-- Prompt --
Can you swap "Hi there" for "Hello" everywhere in the material below and return every line otherwise unchanged?

#### Listed records ####

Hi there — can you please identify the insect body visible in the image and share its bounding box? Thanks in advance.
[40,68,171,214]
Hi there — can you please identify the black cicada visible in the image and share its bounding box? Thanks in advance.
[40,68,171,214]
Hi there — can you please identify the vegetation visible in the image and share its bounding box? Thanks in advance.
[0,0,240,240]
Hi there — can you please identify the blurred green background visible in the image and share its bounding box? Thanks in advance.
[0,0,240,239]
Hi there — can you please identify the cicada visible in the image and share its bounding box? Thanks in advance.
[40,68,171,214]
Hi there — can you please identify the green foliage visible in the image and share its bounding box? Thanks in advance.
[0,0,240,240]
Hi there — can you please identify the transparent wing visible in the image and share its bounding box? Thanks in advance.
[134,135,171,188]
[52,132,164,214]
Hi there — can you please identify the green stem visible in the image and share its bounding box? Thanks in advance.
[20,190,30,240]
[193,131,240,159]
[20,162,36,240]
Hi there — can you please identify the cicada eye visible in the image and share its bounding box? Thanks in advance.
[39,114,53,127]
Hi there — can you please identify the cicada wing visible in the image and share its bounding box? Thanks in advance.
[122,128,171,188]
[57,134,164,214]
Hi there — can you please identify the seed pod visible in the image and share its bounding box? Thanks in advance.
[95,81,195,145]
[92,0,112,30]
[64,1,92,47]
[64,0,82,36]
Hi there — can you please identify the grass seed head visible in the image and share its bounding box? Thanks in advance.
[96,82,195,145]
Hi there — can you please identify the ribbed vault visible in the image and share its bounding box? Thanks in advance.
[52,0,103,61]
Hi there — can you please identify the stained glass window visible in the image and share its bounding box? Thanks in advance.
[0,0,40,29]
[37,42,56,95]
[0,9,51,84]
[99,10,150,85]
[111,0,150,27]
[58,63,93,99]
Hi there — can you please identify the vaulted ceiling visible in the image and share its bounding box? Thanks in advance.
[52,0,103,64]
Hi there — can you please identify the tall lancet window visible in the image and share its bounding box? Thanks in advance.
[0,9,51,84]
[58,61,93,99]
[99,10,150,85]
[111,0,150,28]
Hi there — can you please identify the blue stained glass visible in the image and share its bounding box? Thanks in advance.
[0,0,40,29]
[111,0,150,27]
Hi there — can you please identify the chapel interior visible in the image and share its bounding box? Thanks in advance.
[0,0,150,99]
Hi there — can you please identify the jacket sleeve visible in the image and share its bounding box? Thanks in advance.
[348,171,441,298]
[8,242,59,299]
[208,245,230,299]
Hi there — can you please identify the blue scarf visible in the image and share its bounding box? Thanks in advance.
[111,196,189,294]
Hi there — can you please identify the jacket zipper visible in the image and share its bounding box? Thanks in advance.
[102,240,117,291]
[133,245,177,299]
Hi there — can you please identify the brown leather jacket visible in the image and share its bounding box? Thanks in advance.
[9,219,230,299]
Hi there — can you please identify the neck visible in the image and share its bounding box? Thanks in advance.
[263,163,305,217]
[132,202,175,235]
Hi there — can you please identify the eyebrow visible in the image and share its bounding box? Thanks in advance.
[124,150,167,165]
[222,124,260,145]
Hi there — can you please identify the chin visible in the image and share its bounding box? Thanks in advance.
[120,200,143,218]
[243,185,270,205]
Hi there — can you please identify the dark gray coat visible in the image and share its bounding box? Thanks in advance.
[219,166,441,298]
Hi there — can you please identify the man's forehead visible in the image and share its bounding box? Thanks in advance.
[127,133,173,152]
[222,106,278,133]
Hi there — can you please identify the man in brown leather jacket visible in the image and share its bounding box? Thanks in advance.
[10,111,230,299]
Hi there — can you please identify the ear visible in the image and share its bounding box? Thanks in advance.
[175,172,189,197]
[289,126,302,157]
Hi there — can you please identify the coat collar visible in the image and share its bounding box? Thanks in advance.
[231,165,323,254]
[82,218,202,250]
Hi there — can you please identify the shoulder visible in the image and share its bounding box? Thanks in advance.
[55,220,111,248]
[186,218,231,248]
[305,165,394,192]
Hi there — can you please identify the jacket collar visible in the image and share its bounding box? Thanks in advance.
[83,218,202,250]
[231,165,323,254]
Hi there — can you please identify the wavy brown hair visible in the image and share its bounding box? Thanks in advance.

####

-- The completed task --
Hello — can you please identify the insect body visible in the image and share its bounding box? Thanks in advance.
[40,68,171,214]
Hello — can you please identify the black cicada visible in the image and share its bounding box? Thanks in advance.
[40,68,171,214]
Hello — can you please identify the vegetation visible in the image and share its bounding box? Thanks in advance.
[0,0,240,240]
Hello — can you please identify the blurred green background visible in the image and share its bounding box? Thanks in advance.
[0,0,240,239]
Hello — can you please identify the cicada visible in the image and share its bounding box? Thanks in advance.
[40,68,171,214]
Hello — can you please identify the green foliage visible in the image and share its bounding box? Thanks in advance.
[0,0,240,240]
Hello — can you please identify the transparent wing visible in the image and share its bounding box? Thanks in advance.
[134,135,171,188]
[52,132,164,214]
Hello — can you please identify the green stem visible in the image and share its bounding box? Thanks in advance.
[20,190,30,240]
[193,131,240,159]
[20,162,36,240]
Hello — can you please identify the cicada eye visible in the image and share its bounding box? Thanks in advance.
[39,114,53,127]
Hello — can you please identify the cicada wing visible in the image and share its bounding box? Thanks in advance.
[122,128,171,188]
[57,134,164,214]
Hello — can you please identify the seed pod visible in the image and share its bounding box? Thanks in advance.
[95,81,195,145]
[92,0,112,30]
[64,1,92,47]
[64,0,82,36]
Hello — can you please identify the grass seed head visible in the image and share its bounding box? Thanks in advance.
[96,82,195,145]
Hello — can you please identify the ribbed vault visible in the image and share its bounding box? Thanks in advance.
[52,0,103,61]
Hello — can you please identify the stained glass window visible in the image and share its bounding box? Thanks in advance.
[0,0,40,29]
[37,42,56,95]
[0,9,51,84]
[99,10,150,85]
[111,0,150,27]
[58,63,93,99]
Hello — can you please identify the vaulted ceiling visible in the image and share its bounding box? Thanks in advance.
[52,0,103,64]
Hello — can you please identify the tall lancet window visible in the image and share its bounding box? Thanks in advance.
[0,9,51,84]
[58,61,93,99]
[99,10,150,85]
[111,0,150,28]
Hello — can you please identify the blue stained glass visible in the image and share its bounding box? Thanks in advance.
[0,0,40,29]
[111,0,150,27]
Hello — can you please identify the chapel interior visible in the image and share its bounding box? Thanks in advance.
[0,0,150,99]
Hello — can you please identify the jacket sleeve visible in the image and share its bounding box? Thanks in advance.
[348,171,441,298]
[8,242,59,299]
[208,245,230,299]
Hello — can you please identify the blue scarf visible in the image and share its bounding box? Thanks in advance.
[111,196,189,294]
Hello — can you please identify the jacket zipper visible in the image and share its bounding box? Thanks in advance.
[102,240,117,291]
[133,245,177,299]
Hello — can you please identify the brown leather jacket visible in the image and share its bounding box? Thanks in advance.
[9,219,230,299]
Hello — can you please identify the neck visible in the image and share its bounding box? Thanks in advance.
[263,163,305,217]
[132,202,175,235]
Hello — can you please identify the eyebrow visible in the image and share its bounding box? Thanks in advance.
[124,150,167,165]
[222,124,260,145]
Hello — can you please identify the chin visible in the image and share its bounding box? Thanks in advance.
[120,200,143,218]
[243,185,270,205]
Hello — can you please identify the dark gray coat visible in the image and share its bounding box? Thanks in advance.
[219,166,441,298]
Hello — can you please identify the man's forehead visible in the image and share its bounding box? Thanks in advance.
[127,133,173,152]
[222,106,278,133]
Hello — can you please identify the man in brown leather jacket visible in the image and share its bounding box? Thanks in advance.
[10,111,230,299]
Hello — can you please identify the ear visible in the image and share its bounding box? Thanks in advance.
[175,172,189,197]
[289,126,302,157]
Hello — can you please identify the coat collar visible in the image and share its bounding box? Thanks in advance.
[231,165,323,254]
[82,218,202,250]
Hello — can you please identify the shoulder visible in the image and share its bounding box? Thanks in advance.
[55,220,111,248]
[186,218,231,248]
[305,165,394,192]
Hello — can you please identify the jacket collar visible in the image and share its bounding box? Thanks in advance.
[83,218,202,250]
[231,165,323,254]
Hello — can you please identify the wavy brown hair visible in the image and share its bounding box? Thanks in advance.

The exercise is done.